Urinary Discomfort / Dysuria

If men got UTIs as often as women, there’d be antibiotic vending machines.

Very little that I do seems to spread more relief (sometimes sheer joy), than the destruction of UTIs. And unlike for the common cold, patients in this case are usually right… “I just need an antibiotic!” Nobody leaves feeling ripped off by a diagnosis of “viral UTI.”

Dysuria means painful urination. Sometimes the problem is complex, but much more often the problem is easily and rapidly solved. Urinary tract infection is frequently caused by bacteria like E. coli. Less frequently STDs like chlamydia or gonorrhea are the culprits. Sometimes there are mechanical causes as well for dysuria, like exiting kidney stones, or fissures that sting with the passage of urine. Rare causes of dysuria include bladder or prostate pathologies including a variety of cancers.

However, the large large majority of patients with dysuria in my world suffer the simple UTI, which is a pleasure to treat. Only rarely are urine cultures required. Actually, it’s borderline embarrassing, given that patients usually know exactly their diagnosis and treatment. “I’m on my honeymoon, and I get UTIs about once a year that always get better with Bactrim. And can you please include Diflucan to treat the yeast infection I may get after the antibiotic?” Patients who call me at 7pm are often ecstatic to receive their first antibiotic dose along with Pyridium for discomfort before bed, without having to pace in an urgent care or ER.

Red Flags:

• Fever
• Back pain
• Vomiting/dehydration
• Diabetes
• Pregnancy
• Past infected kidney stones
• Past antibiotic resistant UTIs
• Structural anomalies like ureteral/urethral strictures
• Kidney transplant
• Ureteral stent
• Indwelling catheter

Happy Words

• Symptoms just started
• Infrequent
• “I’m on my honeymoon” (honeymoon cystitis)
• “I have never had a UTI with bacterial resistance.”
• “Macrobid, Bactrim, Keflex, Cipro all work just fine.”
• “No I don’t want to wait for urine culture results, I want an antibiotic!”

Hydration is important. OTCs like “Azo” take the edge off. And cranberry juice should probably be standard at every wedding.

If this NPR article “Should Women Be Able To Treat Bladder Infections Themselves?” foretells the future, Pre-R will definitely lose value across California. But the world will be a happier place. (Uncertain what will happen to bacterial resistance, however.)

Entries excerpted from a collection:
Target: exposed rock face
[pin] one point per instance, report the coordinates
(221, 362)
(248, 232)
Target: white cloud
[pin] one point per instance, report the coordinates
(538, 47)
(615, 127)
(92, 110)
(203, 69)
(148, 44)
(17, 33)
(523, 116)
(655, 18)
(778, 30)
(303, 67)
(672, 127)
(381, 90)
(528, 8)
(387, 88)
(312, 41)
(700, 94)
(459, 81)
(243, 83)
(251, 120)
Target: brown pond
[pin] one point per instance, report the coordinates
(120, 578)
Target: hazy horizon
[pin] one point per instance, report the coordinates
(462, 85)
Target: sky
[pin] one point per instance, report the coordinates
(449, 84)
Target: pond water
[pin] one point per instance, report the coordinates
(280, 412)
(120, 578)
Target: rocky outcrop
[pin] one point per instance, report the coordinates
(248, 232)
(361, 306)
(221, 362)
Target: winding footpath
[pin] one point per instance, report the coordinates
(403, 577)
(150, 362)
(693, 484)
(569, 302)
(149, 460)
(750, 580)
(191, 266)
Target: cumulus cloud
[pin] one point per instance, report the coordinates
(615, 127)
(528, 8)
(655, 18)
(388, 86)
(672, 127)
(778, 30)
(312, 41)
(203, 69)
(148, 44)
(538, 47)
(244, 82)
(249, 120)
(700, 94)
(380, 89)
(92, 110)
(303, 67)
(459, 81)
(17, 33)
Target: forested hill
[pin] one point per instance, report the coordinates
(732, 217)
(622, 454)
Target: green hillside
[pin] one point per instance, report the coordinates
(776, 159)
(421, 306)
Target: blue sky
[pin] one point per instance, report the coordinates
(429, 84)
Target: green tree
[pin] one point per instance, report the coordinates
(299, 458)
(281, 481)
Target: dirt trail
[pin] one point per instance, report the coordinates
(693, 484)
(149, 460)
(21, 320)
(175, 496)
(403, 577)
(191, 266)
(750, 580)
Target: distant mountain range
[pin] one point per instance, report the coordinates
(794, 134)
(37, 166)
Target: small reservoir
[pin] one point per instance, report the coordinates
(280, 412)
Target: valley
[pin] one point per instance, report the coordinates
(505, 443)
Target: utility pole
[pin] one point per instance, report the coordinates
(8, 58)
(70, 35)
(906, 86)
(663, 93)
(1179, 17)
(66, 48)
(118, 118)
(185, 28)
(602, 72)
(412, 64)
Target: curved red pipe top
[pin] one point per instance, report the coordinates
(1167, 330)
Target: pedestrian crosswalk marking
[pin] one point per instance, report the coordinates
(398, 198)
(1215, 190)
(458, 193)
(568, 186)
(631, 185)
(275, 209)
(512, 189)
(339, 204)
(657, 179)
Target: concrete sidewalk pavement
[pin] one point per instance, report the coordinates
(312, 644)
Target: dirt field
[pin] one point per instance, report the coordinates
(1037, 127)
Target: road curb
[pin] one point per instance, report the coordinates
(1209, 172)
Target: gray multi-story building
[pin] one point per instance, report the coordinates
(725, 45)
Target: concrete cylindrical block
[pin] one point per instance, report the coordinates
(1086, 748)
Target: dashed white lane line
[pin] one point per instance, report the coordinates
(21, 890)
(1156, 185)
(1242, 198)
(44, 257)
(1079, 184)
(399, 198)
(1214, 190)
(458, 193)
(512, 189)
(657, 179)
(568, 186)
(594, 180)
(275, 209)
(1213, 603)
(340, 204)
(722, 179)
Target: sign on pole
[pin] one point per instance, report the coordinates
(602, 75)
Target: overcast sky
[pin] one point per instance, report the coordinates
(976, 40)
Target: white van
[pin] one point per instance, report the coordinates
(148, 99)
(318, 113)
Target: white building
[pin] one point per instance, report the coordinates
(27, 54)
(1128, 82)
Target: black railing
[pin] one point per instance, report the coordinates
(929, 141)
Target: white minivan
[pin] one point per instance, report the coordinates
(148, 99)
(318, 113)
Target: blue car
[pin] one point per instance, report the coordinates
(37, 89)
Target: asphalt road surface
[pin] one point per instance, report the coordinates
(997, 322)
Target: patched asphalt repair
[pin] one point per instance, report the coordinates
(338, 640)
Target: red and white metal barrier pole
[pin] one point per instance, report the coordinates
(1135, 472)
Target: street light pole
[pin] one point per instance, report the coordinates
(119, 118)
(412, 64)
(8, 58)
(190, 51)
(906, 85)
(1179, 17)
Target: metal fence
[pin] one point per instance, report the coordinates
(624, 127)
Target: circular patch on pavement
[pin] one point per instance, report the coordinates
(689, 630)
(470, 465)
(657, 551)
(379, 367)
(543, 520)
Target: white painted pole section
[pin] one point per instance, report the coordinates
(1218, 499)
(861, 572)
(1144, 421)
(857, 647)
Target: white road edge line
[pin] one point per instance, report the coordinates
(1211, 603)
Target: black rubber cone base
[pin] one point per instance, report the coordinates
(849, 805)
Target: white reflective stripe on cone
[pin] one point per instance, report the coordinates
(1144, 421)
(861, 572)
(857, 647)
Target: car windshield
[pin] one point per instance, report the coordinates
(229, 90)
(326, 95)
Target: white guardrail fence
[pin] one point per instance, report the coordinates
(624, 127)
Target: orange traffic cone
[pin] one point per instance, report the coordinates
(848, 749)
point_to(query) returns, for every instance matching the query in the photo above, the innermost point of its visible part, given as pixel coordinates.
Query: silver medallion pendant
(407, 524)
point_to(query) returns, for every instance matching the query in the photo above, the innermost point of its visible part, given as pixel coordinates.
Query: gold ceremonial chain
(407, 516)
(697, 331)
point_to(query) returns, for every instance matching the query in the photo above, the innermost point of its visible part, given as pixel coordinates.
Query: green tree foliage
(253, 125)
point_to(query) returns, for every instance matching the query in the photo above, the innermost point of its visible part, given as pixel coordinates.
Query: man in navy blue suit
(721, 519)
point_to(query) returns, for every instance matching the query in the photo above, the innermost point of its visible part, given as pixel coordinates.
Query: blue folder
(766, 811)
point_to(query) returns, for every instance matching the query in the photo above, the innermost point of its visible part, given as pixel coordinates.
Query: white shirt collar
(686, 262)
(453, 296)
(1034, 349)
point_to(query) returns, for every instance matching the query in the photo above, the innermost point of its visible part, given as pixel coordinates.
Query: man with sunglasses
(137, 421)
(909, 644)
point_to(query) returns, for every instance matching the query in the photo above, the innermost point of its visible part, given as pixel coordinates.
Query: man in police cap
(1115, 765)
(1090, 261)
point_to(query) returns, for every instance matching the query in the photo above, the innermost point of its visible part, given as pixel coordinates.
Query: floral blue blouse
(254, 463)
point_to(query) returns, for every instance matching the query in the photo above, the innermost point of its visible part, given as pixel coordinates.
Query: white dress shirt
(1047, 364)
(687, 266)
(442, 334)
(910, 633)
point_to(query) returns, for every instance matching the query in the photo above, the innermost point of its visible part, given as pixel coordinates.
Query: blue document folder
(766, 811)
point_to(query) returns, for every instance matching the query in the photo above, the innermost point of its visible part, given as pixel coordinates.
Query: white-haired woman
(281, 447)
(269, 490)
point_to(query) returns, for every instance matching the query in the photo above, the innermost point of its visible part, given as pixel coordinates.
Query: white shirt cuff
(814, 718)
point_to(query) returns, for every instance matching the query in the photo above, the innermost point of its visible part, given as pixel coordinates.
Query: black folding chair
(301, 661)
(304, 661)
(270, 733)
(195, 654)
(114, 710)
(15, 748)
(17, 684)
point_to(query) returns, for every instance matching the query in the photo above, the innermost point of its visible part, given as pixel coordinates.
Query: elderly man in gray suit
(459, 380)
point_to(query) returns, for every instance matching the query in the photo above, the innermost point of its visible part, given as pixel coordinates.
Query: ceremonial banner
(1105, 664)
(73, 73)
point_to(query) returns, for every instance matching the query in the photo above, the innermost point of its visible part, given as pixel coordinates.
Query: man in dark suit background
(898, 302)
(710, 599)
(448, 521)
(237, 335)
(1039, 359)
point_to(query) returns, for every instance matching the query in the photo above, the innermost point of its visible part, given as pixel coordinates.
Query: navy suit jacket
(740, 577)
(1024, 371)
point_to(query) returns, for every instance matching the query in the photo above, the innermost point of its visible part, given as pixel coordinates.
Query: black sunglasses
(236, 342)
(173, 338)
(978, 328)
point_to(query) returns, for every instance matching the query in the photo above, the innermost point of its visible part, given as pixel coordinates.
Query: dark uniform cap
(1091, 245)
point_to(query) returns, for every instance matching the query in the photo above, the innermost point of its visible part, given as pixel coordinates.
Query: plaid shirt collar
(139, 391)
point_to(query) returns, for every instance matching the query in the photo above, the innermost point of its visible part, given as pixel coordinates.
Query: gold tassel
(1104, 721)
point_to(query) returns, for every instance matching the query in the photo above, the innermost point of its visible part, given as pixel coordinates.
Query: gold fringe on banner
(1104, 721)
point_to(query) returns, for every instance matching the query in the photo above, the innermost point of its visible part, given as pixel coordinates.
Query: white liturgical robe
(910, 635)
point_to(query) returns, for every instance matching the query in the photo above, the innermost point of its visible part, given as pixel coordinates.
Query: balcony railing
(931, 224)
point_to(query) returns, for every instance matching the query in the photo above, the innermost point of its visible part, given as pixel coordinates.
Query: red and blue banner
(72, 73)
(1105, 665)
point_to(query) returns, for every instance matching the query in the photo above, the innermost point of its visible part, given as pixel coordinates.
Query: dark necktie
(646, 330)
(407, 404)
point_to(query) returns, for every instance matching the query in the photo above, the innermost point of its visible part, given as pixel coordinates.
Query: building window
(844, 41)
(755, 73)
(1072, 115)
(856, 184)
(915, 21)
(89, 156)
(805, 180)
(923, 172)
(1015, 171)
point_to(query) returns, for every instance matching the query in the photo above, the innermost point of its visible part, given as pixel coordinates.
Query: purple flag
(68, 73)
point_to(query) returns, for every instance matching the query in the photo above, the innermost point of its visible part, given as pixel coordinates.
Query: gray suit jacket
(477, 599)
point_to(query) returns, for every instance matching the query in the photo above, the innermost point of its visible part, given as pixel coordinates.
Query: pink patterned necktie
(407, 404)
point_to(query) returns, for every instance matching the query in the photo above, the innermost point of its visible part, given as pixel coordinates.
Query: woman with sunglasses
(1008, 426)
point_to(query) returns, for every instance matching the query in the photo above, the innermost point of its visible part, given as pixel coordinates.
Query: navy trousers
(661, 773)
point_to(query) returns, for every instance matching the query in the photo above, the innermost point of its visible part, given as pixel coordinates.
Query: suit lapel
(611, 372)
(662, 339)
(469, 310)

ACTIVITY 1:
List every medication that the text on urinary discomfort mentions by product name.
ACTIVITY 2:
According to the text on urinary discomfort, what bacterium frequently causes urinary tract infection?
Rely only on the text on urinary discomfort.

EXERCISE SOLUTION 1:
Bactrim, Diflucan, Pyridium, Macrobid, Keflex, Cipro, Azo

EXERCISE SOLUTION 2:
E. coli